* Work to do
Copy the records word for word, from the line with "the fox belly" up to and including the line with "Query: fox belly fur". Leave the pictures out of the answer.

* Supplied records

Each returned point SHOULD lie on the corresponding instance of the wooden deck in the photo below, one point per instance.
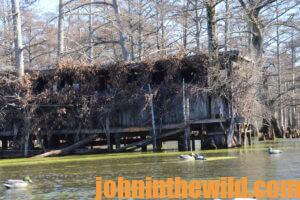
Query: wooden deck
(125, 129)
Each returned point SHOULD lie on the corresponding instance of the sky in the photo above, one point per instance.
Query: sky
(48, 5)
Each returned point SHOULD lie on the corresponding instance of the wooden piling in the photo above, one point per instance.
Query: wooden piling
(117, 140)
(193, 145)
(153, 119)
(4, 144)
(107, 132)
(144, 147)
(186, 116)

---

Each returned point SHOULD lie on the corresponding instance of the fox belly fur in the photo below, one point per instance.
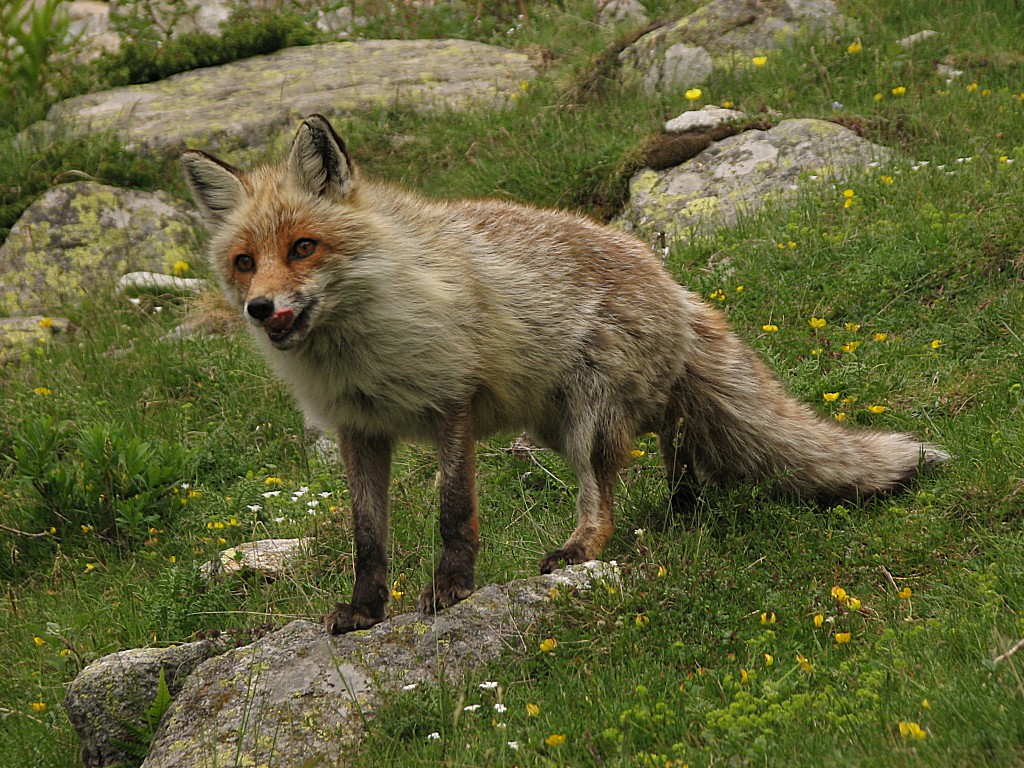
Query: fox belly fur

==

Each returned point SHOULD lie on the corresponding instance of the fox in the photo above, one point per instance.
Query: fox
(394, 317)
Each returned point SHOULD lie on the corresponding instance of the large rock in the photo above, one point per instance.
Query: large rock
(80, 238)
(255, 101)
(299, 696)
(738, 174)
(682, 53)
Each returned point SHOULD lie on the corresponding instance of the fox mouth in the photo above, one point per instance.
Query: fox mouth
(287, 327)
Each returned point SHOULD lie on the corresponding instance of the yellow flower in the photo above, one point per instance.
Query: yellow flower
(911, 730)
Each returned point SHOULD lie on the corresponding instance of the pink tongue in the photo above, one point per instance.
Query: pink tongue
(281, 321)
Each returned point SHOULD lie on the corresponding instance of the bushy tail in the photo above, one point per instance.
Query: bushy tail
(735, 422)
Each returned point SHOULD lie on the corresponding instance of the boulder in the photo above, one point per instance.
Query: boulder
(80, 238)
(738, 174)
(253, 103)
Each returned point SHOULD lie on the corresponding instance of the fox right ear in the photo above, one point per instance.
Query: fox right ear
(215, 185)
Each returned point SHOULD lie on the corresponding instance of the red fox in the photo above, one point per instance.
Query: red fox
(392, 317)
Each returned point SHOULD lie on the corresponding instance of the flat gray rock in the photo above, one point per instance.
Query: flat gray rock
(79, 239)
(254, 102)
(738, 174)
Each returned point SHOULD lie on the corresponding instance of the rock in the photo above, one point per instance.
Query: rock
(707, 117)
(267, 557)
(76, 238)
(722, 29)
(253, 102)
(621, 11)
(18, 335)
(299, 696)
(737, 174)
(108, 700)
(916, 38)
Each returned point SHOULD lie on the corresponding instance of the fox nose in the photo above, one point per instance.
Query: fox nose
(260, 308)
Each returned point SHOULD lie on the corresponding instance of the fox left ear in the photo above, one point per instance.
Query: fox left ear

* Response to the task
Each returned point SHOULD lie on the corresponding instance of the fox belly fur in the photo below, one point per instance.
Query: fox belly fur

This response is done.